Extract to read>
This brings the vehicle count up to 14, although I could easily have missed a couple. Naturally, this doesn’t include the scooters, tractors, golf carts and other boring necessity vehicles.


When it came time for pre-dinner drinks, I decided to move forward with a plan I’d been fomenting to make some cocktails. Cocktails in this part of India don’t seem to run to anything more sophisticated than a G&T, but I got it into my head that I would spread the good word of fancy boozing to these people. When I’d noticed a bottle of maple syrup in a supermarket in Ooty, I decided I would start with a Maple Old-Fashioned.


It was not as easy as you’d think. For a start, maple syrup is virtually unheard of in India; the fact that a rural supermarket had even had it was a minor miracle. As such, it was perhaps unsurprising that this bottle was 1000 rupees, or just under $20, more than double what it would be in Australia.


The next issue that surfaced was the procurement of Angostura bitters, which everyone seemed to recognise but no one could actually produce. Eventually, Mr Fixit discovered that there was a bottle of it at The Boss’ sister’s house, and had one of the staff run over there to collect it.


They then sourced an orange from the kitchen, and a huge butcher’s knife to peel it, and a bottle of 12 year old scotch that wasn’t quite right for Old-Fashioneds but would do the job. As I cheerfully assembled my first drink, Mr Fixit and The Boss’s valet watch me intently, with a vague air of either irritation or hurt that a guest was intruding on their domain. Once I’d made one for The Boss, Mr Fixit made one for me: I had to get him to restrain himself with the maple syrup, and be a bit more assertive with the bitters bottle, but it came out fine.

To be done>
A - List every ingredient for the Maple Old-Fashioned that the cocktail passage names.
B - Please extend the cocktail passage past its final sentence.

Recorded information>
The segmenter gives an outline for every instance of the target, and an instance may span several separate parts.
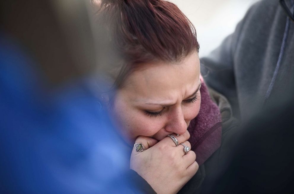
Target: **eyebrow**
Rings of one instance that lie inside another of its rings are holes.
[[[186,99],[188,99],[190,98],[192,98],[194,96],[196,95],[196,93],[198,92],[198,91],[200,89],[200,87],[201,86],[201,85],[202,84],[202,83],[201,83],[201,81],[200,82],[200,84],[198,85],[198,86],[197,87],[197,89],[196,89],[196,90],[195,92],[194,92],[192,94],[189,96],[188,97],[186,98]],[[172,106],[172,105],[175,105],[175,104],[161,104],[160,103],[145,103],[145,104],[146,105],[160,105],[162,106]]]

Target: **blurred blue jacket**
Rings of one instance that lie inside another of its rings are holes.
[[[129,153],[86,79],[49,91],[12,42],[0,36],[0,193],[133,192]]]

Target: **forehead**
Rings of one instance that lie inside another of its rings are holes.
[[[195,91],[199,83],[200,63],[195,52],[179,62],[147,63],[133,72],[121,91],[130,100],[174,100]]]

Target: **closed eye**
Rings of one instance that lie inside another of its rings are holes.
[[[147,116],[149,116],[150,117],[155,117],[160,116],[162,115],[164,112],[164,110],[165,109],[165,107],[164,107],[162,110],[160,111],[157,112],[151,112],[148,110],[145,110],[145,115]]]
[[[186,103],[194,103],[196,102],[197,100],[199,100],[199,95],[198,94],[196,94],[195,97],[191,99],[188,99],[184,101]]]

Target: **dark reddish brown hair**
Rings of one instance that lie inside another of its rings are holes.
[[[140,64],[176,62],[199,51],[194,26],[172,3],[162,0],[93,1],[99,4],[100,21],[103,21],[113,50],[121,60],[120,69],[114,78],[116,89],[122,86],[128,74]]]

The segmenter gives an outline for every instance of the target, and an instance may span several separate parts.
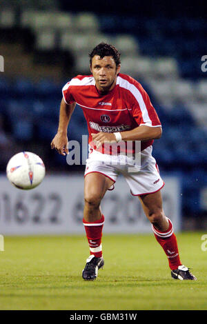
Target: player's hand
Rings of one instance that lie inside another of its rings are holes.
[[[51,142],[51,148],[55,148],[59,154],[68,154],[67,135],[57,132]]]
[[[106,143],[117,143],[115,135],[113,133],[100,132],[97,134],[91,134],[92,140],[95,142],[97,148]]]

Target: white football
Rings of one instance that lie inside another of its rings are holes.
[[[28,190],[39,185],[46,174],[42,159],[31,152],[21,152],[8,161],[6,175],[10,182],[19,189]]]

---

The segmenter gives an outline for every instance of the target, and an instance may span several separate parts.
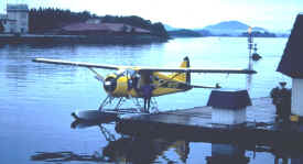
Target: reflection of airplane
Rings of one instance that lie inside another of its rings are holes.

Answers in order>
A - maple syrup, Angostura bitters, an orange, 12 year old scotch

B -
Tuesday, February 11, 2025

Locals

We started the day with a visit to what was supposed to be a visit to a model village of the Toda, the indigenous people of the Ooty region. But when we got there, we discovered nothing but the burnt out ruins of their temple. It turned out that they’d moved the village somewhere else and ceremonially burned the temple to the ground. All that was left were a handful of normal Indian buildings on the periphery, some little kids and some sedate cows.


A little boy of about five came up to me and gravely informed me of something in Tamil, tapping my Italian leather shoes with a dirty stick he was holding, then glaring at me earnestly before wandering away.


“He was telling you you’re not allowed to walk in the remains of the temple,” Mr Fixit informed me, something I’d already surmised from the signs around the edge of the temple ruins.


Meanwhile the Guardian of the Toda had walked up to one of the sleeping cows and was vigorously whacking it in the horns with his stick. The cow opened its eyes a crack, then moved its head and went back to sleep.




From there we walked down the hill through the Ooty Botanic Gardens, home to a surprising number of Australian native plants, including gum trees, bottlebrushes, cordylines and a very tall native frangipani. Then after a restorative coffee and some local chocolates, we set of on our main excursion of the day to the animal sanctuary in nearby Bandipur.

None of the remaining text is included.